**Source extract:**
*** Block opens ***
There are no known effective treatments for Burkholderia cenocepacia (B. cenocepacia or Bc) infections in patients with cystic fibrosis (CF) due to extensive multi-drug resistance (antibiotic resistance) of the bacteria and decreased ability of the immune cells of patients with CF to kill the bacteria. We have demonstrated that defective bacterial killing in patients with CF is caused, in part, by deficient autophagy in immune effector cells such as macrophages. B. cenocepacia is the most problematic and feared pathogenic organism in patients with CF, causing Cepacia syndrome, sepsis, and rapid spread of the bacteria in the infected patient.
Currently, no effective treatments are available for the treatment of B. cenocepacia infections in patients with CF due in part to the resistance to multiple antibiotics by the bacteria. B. cenocepacia infection in CF is a contraindication to life-sustaining lung transplant due to poor survival of infected patients. Immunocompromised patients (e.g., chronic granulomatous disease, ICU patients) are also susceptible to Burkholderia infections. Recent Burkholderia outbreaks in non-CF populations have been extremely virulent. Overall, one in four patients with Burkholderia infections die, and one out of every three patients infected with Burkholderia in the ICU setting die. Hanulik et al., An outbreak of Burkholderia multivorans beyond cystic fibrosis patients. J Hosp Infect. 2013 July; 84(3):248-51. PMID: 23706672.
*** Block closes ***
**Provided data:**
*** Block opens ***
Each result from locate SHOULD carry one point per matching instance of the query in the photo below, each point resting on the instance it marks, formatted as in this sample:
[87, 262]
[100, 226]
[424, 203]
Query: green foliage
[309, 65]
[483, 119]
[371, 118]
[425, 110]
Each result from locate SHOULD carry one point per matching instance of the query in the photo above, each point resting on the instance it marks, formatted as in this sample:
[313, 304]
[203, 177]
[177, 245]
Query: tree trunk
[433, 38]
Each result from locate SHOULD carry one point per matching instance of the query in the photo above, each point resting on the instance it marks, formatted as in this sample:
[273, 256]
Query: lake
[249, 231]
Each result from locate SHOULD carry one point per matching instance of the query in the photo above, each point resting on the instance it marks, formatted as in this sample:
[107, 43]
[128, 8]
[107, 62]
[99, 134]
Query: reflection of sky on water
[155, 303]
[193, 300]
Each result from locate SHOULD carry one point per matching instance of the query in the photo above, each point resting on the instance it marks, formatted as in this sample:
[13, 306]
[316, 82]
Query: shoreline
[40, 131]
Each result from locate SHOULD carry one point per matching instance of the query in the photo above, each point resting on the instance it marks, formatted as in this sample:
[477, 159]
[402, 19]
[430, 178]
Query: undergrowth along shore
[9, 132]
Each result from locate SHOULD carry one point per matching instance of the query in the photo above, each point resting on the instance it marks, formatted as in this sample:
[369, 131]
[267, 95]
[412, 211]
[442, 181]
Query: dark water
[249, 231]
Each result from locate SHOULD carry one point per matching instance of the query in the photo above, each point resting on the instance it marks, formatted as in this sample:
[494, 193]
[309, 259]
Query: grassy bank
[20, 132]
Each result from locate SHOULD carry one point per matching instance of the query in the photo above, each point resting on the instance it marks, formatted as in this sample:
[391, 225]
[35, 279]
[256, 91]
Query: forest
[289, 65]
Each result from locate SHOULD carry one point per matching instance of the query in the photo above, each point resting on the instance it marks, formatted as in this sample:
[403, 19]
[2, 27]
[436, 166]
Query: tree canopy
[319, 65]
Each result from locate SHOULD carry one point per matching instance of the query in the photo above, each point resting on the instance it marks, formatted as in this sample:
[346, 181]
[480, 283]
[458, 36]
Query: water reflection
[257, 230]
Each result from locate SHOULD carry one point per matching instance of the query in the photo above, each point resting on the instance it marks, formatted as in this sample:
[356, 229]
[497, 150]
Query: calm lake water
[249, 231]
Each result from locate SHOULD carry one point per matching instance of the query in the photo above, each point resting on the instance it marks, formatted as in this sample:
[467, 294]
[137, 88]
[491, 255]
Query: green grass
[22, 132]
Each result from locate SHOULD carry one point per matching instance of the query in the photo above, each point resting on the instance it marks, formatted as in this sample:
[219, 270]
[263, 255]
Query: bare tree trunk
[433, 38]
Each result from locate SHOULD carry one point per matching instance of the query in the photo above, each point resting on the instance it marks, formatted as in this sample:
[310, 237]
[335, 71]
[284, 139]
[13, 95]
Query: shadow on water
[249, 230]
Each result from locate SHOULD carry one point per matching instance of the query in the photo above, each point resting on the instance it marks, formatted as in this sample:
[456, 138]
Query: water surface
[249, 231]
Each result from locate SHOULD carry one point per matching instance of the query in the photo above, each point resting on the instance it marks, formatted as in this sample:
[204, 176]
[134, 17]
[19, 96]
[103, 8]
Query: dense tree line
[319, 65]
*** Block closes ***
**Required action A:**
Answer these questions using the passage on Burkholderia cenocepacia.
(i) What does the passage say causes defective bacterial killing in patients with CF, in part?
(ii) B. cenocepacia infection in CF is a contraindication to what procedure?
(iii) What share of patients infected with Burkholderia in the ICU setting die?
**Required action B:**
From the passage on Burkholderia cenocepacia, quote the part that opens with the words containing "Currently, no effective" and closes with "84(3):248-51. PMID: 23706672.".

**Answer space A:**
(i) Deficient autophagy in immune effector cells such as macrophages.
(ii) Life-sustaining lung transplant.
(iii) One out of every three.

**Answer space B:**
Currently, no effective treatments are available for the treatment of B. cenocepacia infections in patients with CF due in part to the resistance to multiple antibiotics by the bacteria. B. cenocepacia infection in CF is a contraindication to life-sustaining lung transplant due to poor survival of infected patients. Immunocompromised patients (e.g., chronic granulomatous disease, ICU patients) are also susceptible to Burkholderia infections. Recent Burkholderia outbreaks in non-CF populations have been extremely virulent. Overall, one in four patients with Burkholderia infections die, and one out of every three patients infected with Burkholderia in the ICU setting die. Hanulik et al., An outbreak of Burkholderia multivorans beyond cystic fibrosis patients. J Hosp Infect. 2013 July; 84(3):248-51. PMID: 23706672.